--- Begin EXTRACT PROVIDED ---

# The Groovy Goofy 19th Century French composer Thódore Gouvy...



## otterhouse (Sep 6, 2007)

Hi all,

Recently got aquainted with the music of Théodor Gouvy (1819-1891). Admired bij Berlioz and Joseph Joachim, almost forgotten now. His music resembles Gottschalk sometimes!
Curious wat you think of this music.

http://classicalspotify.blogspot.nl/2013/11/groovy-goovy-gouvy.html

Greetings,

Rolf


----------



## Aramis (Mar 1, 2009)

otterhouse said:


> His music resembles Gottschalk sometimes!


Good that you made the comparison with some really well-known composer so people can get a clue.


----------



## norman bates (Aug 18, 2010)

Aramis said:


> Good that you made the comparison with some really well-known composer so people can get a clue.


He isn't? I mean, maybe his music is not so well known but I thought that at least the role of Gottschalk as the precursor of jazz music is.


----------



## Ukko (Jun 4, 2010)

Gottschalk was well known in the US and western Europe. Possibly not in Poland. No classical composer is well known in the US nowadays.

--- End EXTRACT PROVIDED ---

**STATED EXERCISE**
Reproduce the passage of the Gouvy thread from "## otterhouse (Sep" up to and including "of this music.". None of the rows are needed here.

--- Begin RECORDED INFORMATION ---

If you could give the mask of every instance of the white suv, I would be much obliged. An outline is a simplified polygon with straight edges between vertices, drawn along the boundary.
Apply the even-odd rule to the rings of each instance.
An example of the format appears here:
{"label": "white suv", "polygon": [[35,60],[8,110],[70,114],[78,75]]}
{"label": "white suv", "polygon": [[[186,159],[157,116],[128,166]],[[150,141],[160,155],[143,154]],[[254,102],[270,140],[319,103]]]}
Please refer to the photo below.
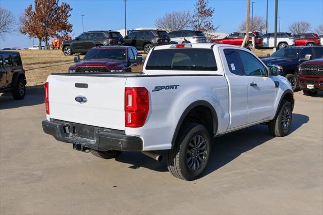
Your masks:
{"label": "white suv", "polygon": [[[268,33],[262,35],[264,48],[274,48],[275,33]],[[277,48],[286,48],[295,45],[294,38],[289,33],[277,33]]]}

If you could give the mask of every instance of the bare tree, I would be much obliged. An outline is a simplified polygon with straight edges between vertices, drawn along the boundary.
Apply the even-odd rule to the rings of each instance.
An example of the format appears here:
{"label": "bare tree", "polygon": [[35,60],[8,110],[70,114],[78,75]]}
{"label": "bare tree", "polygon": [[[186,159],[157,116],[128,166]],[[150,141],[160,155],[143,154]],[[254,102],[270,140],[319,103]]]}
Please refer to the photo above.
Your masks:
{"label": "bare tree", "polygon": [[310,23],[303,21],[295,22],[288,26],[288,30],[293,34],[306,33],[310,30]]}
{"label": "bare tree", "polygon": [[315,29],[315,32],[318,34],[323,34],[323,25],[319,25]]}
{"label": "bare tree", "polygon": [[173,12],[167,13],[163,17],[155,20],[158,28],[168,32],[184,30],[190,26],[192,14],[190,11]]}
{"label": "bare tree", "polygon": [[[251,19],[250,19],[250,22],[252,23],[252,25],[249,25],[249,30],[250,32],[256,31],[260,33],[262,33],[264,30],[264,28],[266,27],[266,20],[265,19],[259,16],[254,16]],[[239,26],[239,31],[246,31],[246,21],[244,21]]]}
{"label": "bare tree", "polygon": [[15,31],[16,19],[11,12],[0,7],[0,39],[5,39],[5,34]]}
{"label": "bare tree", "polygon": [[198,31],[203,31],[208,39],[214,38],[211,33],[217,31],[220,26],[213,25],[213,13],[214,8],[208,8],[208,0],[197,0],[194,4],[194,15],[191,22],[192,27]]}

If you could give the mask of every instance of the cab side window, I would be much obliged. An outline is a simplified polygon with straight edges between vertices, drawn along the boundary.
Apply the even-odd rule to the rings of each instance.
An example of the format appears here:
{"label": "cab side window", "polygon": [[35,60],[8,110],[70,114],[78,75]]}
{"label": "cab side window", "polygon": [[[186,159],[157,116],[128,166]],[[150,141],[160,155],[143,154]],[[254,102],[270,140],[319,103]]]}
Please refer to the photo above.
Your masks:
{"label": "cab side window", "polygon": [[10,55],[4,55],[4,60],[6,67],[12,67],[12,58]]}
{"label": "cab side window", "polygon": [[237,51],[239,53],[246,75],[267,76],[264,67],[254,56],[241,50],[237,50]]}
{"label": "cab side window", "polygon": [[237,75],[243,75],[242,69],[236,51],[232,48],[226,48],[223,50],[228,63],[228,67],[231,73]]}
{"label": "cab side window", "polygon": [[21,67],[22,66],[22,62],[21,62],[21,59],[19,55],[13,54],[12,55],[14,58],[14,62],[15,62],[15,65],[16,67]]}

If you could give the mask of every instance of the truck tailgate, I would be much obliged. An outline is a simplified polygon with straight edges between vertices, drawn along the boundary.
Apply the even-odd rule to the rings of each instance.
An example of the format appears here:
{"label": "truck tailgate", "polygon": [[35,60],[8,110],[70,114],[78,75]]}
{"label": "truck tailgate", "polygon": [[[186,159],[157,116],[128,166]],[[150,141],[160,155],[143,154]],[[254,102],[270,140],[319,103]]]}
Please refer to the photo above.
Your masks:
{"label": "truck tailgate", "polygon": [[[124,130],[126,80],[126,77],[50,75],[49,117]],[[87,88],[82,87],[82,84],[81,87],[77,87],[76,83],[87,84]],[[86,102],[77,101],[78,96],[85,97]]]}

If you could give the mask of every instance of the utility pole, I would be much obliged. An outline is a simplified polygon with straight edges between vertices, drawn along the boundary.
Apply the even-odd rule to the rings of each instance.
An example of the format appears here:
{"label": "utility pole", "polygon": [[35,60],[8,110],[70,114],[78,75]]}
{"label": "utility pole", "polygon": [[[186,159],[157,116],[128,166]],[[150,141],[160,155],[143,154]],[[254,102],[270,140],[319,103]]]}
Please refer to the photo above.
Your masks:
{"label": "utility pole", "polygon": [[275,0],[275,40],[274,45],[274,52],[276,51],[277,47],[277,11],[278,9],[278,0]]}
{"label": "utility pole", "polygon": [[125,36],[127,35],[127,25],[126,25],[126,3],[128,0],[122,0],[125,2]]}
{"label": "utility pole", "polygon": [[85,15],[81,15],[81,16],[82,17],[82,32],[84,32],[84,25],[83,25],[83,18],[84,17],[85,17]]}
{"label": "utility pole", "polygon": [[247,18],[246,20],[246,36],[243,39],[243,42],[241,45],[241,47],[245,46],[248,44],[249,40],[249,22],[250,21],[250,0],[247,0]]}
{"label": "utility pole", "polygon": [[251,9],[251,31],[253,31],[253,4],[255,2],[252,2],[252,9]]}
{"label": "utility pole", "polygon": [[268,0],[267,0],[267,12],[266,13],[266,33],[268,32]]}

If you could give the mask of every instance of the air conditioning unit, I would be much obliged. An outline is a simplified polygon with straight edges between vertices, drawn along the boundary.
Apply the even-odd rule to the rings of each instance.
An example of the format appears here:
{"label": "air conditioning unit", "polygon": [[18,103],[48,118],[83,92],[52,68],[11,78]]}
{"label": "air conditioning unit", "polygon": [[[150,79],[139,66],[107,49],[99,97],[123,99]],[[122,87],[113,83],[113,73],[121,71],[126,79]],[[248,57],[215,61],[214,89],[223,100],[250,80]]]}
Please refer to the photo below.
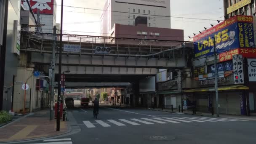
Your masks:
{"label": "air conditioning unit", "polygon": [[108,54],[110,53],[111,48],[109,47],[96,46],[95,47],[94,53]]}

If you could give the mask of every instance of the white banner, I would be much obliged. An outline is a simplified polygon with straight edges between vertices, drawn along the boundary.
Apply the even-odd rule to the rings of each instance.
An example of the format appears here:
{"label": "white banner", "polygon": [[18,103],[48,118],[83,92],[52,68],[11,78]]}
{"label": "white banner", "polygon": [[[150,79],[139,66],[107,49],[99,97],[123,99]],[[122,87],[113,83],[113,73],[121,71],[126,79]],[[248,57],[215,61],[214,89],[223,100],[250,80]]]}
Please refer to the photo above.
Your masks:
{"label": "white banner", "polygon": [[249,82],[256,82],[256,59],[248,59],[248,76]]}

--- End RECORDED INFORMATION ---

**TASK SOLUTION**
## otterhouse (Sep 6, 2007)

Hi all,

Recently got aquainted with the music of Théodor Gouvy (1819-1891). Admired bij Berlioz and Joseph Joachim, almost forgotten now. His music resembles Gottschalk sometimes!
Curious wat you think of this music.